→ **AUFGABE**
Wie wird Hoffnung im Textauszug über die Hoffnung erklärt?

→ **TEXTAUSZUG**
□ □ □
Die Kraft des Geistes zeigt sich auch in der unerschütterlichen Hoffnung. Hoffnung ist die auf die zukünftige Erfüllung eines Wunsches gerichtete Erwartung. An die Gemeinde in Rom schreibt Paulus: „Der Gott der Hoffnung erfülle euch mit aller Freude und allem Frieden im Glauben, damit ihr überreich werdet in der Hoffnung, in der Kraft des Heiligen Geistes.“ Der Geist gibt also Hoffnung. Wir erhoffen von Gott, wie wir ja bei der Erweckung der Hoffnung beten, die Verzeihung unserer Sünden, die Gnade Gottes und endlich das ewige Leben. Wir erhoffen die Erfüllung der Verheißungen Jesu. Wir erhoffen seine glorreiche Wiederkunft und den Anbruch seines Reiches. Die Hoffnung ist die Kraftquelle des Christenlebens und auch, meine lieben Freunde, des Priesterlebens. Wie könnten wir den Samen des Wortes Gottes auswerfen, wenn wir nicht die Hoffnung hätten, dass wenigstens ein Teil auf fruchtbaren Boden fällt? Wie könnten wir Gott täglich das Opfer seines Sohnes darbringen, wenn uns nicht die Überzeugung trüge, dass damit Gottes Erbarmen über eine gottvergessene Welt herabgerufen wird? Was uns trägt, ist die Hoffnung des Heiligen Geistes.
□ □ □
→ **AUFGELISTETE ZEILEN**
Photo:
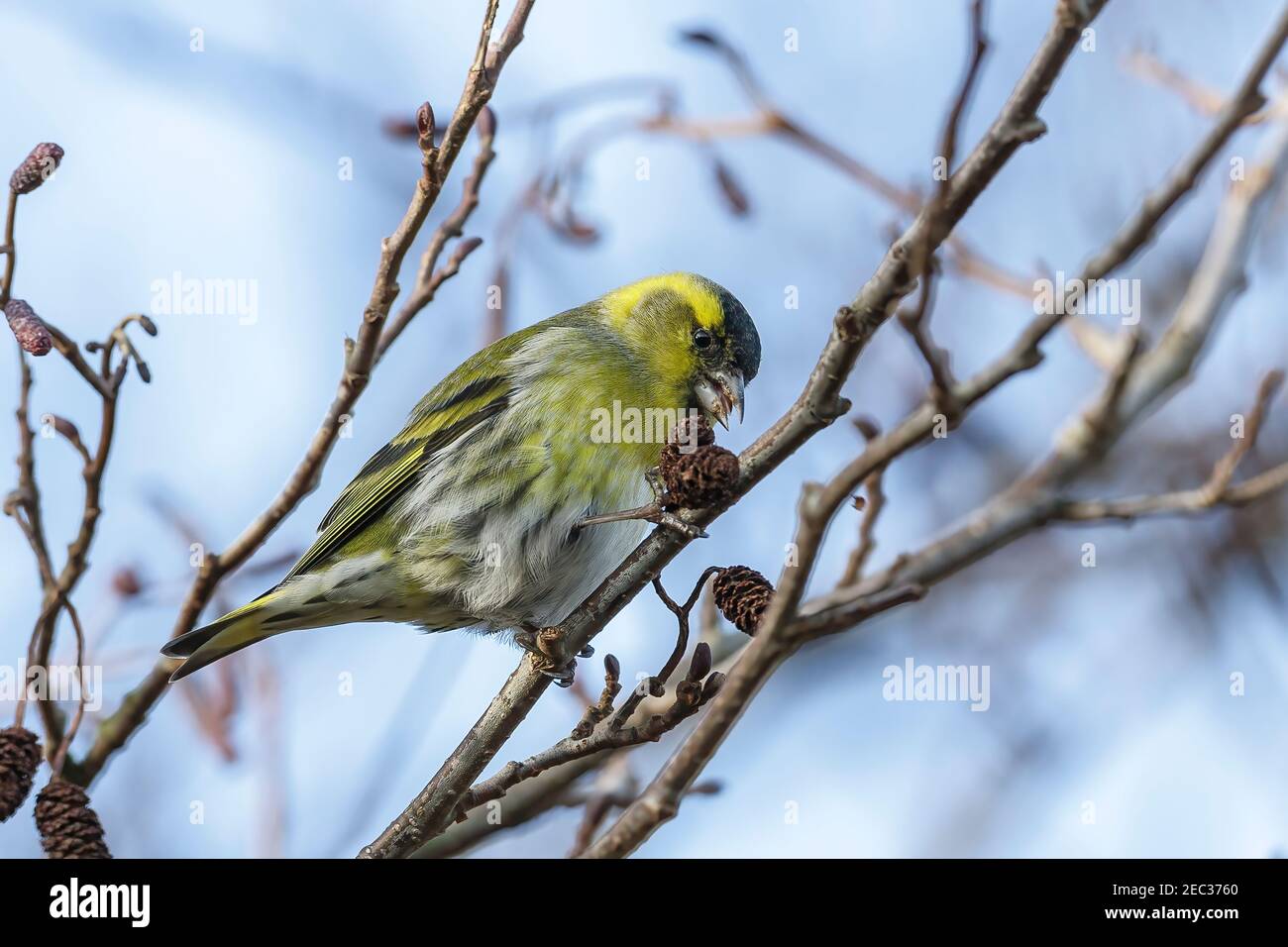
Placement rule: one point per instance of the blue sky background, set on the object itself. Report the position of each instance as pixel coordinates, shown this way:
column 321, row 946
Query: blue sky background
column 1109, row 685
□ □ □
→ **VOLLSTÄNDIGE ANTWORT**
Hoffnung ist die auf die zukünftige Erfüllung eines Wunsches gerichtete Erwartung.